* **DESCRIPTION OF THE TASK**
Extract each line from the entries below that contains the string "dark". Reproduce the matching lines verbatim and in their original order.

[Portion of a data file]
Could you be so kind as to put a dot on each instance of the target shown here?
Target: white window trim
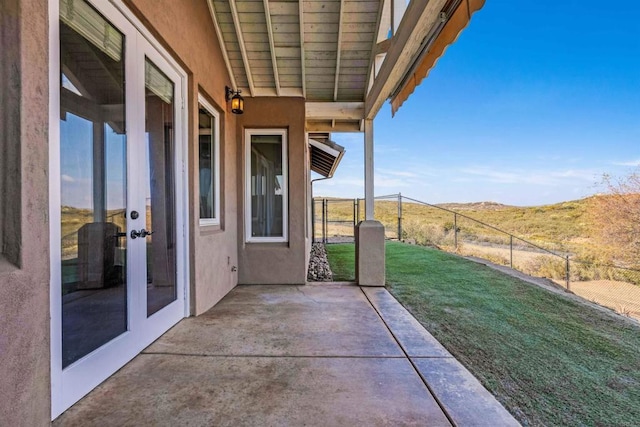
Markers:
(247, 186)
(216, 153)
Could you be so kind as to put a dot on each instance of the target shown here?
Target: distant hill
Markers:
(491, 206)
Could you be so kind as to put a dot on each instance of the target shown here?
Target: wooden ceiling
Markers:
(345, 57)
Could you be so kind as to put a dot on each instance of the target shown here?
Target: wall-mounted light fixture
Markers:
(237, 101)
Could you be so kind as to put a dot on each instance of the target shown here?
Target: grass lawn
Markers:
(549, 360)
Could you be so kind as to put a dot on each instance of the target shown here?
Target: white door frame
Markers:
(129, 344)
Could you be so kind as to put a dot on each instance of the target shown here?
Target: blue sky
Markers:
(532, 105)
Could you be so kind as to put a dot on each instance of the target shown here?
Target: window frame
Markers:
(247, 187)
(215, 116)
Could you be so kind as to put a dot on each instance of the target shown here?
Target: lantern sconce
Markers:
(237, 101)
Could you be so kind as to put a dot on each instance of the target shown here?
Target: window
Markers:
(209, 163)
(266, 183)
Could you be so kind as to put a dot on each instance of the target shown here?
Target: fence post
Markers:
(568, 274)
(355, 212)
(313, 220)
(455, 230)
(511, 251)
(324, 220)
(399, 216)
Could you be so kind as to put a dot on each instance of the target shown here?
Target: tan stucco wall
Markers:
(283, 263)
(24, 276)
(189, 34)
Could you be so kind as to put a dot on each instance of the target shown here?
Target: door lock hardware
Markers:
(142, 233)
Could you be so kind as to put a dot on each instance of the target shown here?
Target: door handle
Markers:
(145, 233)
(142, 233)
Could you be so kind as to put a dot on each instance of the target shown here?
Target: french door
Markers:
(118, 275)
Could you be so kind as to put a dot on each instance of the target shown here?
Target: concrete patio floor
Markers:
(325, 355)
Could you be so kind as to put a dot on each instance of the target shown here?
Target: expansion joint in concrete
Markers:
(413, 365)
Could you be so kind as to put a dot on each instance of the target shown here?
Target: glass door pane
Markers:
(160, 188)
(93, 149)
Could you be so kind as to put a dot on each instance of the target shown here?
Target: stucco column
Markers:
(369, 234)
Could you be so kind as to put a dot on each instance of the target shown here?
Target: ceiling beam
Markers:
(303, 69)
(334, 110)
(338, 51)
(272, 46)
(322, 126)
(223, 46)
(243, 48)
(383, 23)
(416, 23)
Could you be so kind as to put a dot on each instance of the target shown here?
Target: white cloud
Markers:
(628, 163)
(536, 177)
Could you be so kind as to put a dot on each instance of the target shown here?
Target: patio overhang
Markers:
(345, 57)
(325, 155)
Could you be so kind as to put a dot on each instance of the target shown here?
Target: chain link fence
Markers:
(416, 222)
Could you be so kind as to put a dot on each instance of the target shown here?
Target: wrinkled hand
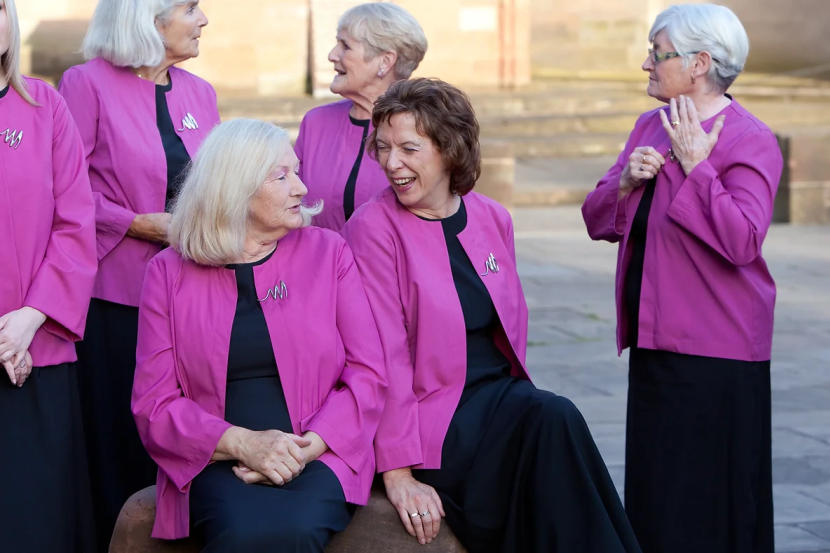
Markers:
(273, 454)
(151, 227)
(17, 330)
(409, 497)
(19, 370)
(643, 165)
(690, 143)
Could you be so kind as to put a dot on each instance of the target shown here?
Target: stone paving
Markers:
(568, 281)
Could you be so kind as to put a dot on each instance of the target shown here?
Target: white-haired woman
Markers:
(141, 119)
(377, 44)
(259, 361)
(690, 201)
(46, 277)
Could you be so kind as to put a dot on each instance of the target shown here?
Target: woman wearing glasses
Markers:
(690, 201)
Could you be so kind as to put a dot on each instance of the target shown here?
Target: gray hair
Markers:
(694, 28)
(384, 27)
(125, 32)
(212, 211)
(10, 61)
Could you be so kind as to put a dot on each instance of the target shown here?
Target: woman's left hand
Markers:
(690, 143)
(17, 329)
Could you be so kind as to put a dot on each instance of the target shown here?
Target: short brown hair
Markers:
(442, 113)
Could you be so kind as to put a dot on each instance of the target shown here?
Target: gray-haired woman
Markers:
(141, 119)
(690, 202)
(377, 44)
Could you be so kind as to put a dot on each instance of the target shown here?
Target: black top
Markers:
(254, 398)
(634, 276)
(348, 193)
(174, 150)
(485, 361)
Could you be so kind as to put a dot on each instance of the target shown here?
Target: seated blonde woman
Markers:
(258, 359)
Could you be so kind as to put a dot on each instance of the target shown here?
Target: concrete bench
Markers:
(376, 528)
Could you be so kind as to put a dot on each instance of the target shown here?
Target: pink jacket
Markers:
(327, 147)
(116, 115)
(406, 272)
(325, 343)
(46, 220)
(706, 287)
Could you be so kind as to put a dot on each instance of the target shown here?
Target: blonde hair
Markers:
(125, 32)
(211, 214)
(384, 27)
(11, 59)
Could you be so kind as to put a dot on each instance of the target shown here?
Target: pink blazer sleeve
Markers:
(112, 221)
(732, 213)
(62, 285)
(398, 442)
(349, 417)
(179, 435)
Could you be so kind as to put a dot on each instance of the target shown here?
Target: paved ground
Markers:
(568, 281)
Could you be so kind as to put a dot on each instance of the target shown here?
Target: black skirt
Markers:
(521, 473)
(45, 503)
(119, 464)
(698, 454)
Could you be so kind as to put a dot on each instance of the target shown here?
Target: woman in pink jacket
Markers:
(141, 119)
(690, 201)
(465, 434)
(259, 361)
(46, 275)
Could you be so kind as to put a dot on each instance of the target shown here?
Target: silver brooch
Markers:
(491, 264)
(189, 122)
(12, 139)
(280, 291)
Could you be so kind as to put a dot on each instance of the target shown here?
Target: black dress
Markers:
(230, 516)
(119, 464)
(698, 440)
(519, 469)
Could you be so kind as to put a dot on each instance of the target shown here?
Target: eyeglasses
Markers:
(657, 58)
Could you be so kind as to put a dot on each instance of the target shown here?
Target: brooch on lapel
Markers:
(491, 265)
(189, 122)
(12, 139)
(280, 291)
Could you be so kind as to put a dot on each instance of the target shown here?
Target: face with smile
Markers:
(413, 165)
(276, 204)
(182, 29)
(667, 79)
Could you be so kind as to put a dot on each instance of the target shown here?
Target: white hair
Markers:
(384, 27)
(125, 32)
(694, 28)
(212, 211)
(10, 61)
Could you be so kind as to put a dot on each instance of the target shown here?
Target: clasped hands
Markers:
(690, 145)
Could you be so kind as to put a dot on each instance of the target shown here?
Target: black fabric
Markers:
(520, 473)
(229, 516)
(348, 192)
(45, 501)
(119, 464)
(698, 454)
(174, 150)
(634, 276)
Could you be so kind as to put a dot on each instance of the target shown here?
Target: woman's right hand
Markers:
(643, 165)
(273, 454)
(410, 497)
(151, 227)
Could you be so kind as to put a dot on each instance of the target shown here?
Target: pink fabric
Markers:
(706, 287)
(327, 146)
(406, 272)
(325, 343)
(46, 221)
(116, 115)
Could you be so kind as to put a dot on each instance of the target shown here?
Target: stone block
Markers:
(375, 528)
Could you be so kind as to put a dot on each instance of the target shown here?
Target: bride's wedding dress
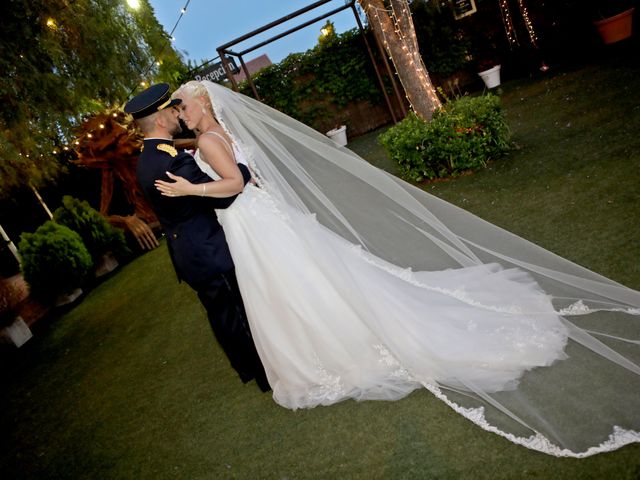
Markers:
(332, 320)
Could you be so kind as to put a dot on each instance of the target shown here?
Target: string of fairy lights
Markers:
(398, 31)
(409, 45)
(509, 28)
(134, 5)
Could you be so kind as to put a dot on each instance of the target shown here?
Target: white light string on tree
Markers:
(404, 32)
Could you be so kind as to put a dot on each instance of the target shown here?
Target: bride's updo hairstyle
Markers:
(194, 89)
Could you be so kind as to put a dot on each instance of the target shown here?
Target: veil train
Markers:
(586, 403)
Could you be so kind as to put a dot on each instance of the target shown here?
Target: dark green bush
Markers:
(463, 135)
(97, 234)
(54, 260)
(314, 85)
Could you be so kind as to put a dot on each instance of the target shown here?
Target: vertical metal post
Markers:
(394, 84)
(375, 65)
(249, 79)
(225, 65)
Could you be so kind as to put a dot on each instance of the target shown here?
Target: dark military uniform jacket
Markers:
(196, 241)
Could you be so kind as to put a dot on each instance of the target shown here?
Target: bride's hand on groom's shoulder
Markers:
(178, 188)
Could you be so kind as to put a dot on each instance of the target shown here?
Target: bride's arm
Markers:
(218, 157)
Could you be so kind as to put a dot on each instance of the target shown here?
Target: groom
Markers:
(195, 239)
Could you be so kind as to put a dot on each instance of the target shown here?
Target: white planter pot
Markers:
(491, 77)
(338, 135)
(18, 332)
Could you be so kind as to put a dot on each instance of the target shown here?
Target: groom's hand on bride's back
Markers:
(186, 167)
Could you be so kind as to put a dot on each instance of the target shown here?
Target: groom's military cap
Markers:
(151, 100)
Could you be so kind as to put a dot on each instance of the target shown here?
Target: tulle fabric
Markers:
(359, 285)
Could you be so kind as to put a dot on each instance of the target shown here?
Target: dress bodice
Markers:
(205, 167)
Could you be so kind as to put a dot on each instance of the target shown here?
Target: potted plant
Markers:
(103, 241)
(54, 262)
(12, 326)
(338, 135)
(614, 20)
(489, 71)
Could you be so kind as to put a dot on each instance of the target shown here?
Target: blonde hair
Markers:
(195, 89)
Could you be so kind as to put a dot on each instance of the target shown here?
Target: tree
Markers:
(393, 27)
(63, 60)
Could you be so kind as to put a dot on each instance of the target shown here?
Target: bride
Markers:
(358, 285)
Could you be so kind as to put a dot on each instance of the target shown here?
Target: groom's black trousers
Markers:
(223, 302)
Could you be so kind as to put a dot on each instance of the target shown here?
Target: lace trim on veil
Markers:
(623, 301)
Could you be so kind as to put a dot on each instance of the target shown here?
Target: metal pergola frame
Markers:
(224, 50)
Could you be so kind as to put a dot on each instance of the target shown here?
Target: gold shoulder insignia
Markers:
(167, 148)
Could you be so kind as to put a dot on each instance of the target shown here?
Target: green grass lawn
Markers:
(129, 383)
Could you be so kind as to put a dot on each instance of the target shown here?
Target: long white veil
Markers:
(579, 406)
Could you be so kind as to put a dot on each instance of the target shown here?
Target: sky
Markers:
(208, 24)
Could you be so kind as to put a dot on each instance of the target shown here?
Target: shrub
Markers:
(9, 299)
(54, 260)
(97, 234)
(313, 85)
(463, 135)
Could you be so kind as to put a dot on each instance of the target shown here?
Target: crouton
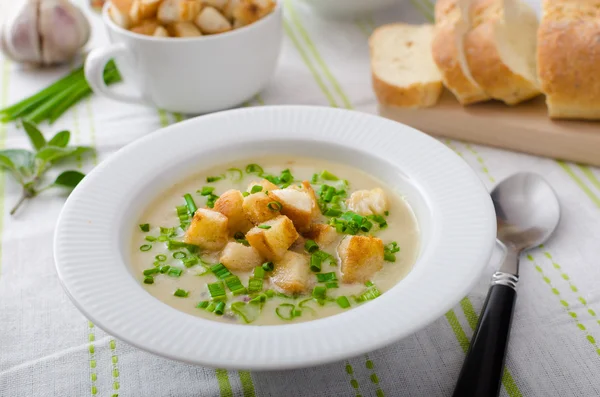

* **THE OUTPUT**
Target: dark green bush
Target: dark military uniform jacket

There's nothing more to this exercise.